- STATED PROBLEM: Reproduce all of the data below, swapping each "Expected output format" for "Example output format" and leaving everything else unchanged.

- EXTRACTED DATA:
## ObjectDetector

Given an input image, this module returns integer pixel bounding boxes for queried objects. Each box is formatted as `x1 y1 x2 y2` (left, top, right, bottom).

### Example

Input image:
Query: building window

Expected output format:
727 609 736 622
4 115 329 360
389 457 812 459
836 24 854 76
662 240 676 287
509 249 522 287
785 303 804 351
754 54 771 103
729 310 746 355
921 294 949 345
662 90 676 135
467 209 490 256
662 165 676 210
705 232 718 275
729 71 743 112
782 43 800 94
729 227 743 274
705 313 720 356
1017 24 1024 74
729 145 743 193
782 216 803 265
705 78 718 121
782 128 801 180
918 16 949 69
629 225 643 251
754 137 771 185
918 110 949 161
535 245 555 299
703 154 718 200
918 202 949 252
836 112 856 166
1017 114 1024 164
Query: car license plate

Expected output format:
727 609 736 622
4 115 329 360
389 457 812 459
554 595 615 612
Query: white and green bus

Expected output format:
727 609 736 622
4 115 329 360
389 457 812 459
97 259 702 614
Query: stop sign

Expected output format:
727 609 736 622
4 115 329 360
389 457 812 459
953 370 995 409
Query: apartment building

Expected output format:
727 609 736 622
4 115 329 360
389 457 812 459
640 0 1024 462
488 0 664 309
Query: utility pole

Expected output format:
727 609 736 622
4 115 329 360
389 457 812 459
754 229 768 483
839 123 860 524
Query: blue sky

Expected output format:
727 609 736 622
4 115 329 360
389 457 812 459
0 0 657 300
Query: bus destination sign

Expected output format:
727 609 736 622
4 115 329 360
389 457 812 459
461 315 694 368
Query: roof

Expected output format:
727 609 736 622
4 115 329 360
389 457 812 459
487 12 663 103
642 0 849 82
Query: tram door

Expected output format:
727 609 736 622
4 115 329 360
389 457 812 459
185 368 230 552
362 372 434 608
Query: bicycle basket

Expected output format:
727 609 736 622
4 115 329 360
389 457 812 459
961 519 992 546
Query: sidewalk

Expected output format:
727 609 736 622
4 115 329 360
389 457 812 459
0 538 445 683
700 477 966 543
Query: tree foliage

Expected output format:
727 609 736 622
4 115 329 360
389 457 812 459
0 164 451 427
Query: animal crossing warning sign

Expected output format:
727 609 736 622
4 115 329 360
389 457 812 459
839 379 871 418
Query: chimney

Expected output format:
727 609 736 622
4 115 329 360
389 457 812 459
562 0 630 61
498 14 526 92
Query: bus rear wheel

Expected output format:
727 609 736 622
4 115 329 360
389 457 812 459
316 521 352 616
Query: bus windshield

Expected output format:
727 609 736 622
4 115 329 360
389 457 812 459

- TASK SOLUTION:
## ObjectDetector

Given an input image, this module returns integer pixel bounding boxes for queried objects. Each box is formatted as `x1 y1 x2 y2` (left, top, right, bottom).

### Example

Input image:
Query: building window

Example output format:
727 609 736 622
4 115 329 360
389 457 812 459
836 24 854 76
662 240 676 287
509 249 522 287
785 303 804 351
754 54 771 103
729 310 746 355
921 294 949 345
662 90 676 135
467 209 490 256
662 165 676 210
705 232 718 275
729 71 743 112
782 43 800 94
729 227 743 274
705 313 720 356
1017 24 1024 74
729 145 743 193
782 216 803 265
705 78 718 121
782 128 801 180
918 16 949 69
629 225 643 251
754 137 771 185
918 110 949 161
535 245 555 299
703 154 718 200
918 202 949 252
836 112 856 166
1017 114 1024 164
Query: car license plate

Example output format:
727 609 736 622
4 115 329 360
389 457 812 459
554 595 615 612
Query: white and green bus

Example output format:
727 609 736 622
4 115 329 360
389 457 812 459
97 259 702 614
Query: stop sign

Example output format:
727 609 736 622
4 115 329 360
389 457 812 459
953 370 995 409
Query: apartment building

Example output format:
727 609 736 622
4 115 329 360
389 457 812 459
640 0 1024 462
488 0 664 309
Query: utility pole

Example output format:
727 609 736 622
4 115 329 360
389 457 812 459
754 229 768 483
839 123 860 524
Query: blue sky

Example output format:
727 609 736 622
4 115 329 360
389 457 812 459
0 0 657 300
Query: bus destination sign

Example output format:
727 609 736 622
4 115 329 360
389 457 812 459
461 315 694 368
Query: roof

Example output format:
727 609 736 622
4 115 329 360
389 457 812 459
487 12 663 103
642 0 849 82
Query: tram door

Example output format:
727 609 736 622
4 115 329 360
389 457 812 459
185 368 230 552
362 372 434 608
Query: bicycle basket

Example output format:
727 609 736 622
4 115 329 360
389 457 812 459
961 519 992 546
Query: sidewalk

Example output format:
727 609 736 622
4 115 329 360
389 457 812 459
0 538 445 683
700 477 966 543
Query: tree foliage

Example output format:
727 609 736 622
4 115 329 360
389 457 812 459
0 164 451 427
Query: animal crossing warning sign

Example output format:
727 609 736 622
4 115 329 360
389 457 812 459
839 379 871 418
Query: chimney

Example output format:
727 609 736 622
4 115 329 360
389 457 812 459
562 0 630 61
498 14 526 92
Query: bus rear wheel

Example output format:
727 609 736 622
4 115 329 360
389 457 812 459
316 521 352 616
Query: bus windshield

Example output format:
727 609 736 622
4 115 329 360
389 457 812 459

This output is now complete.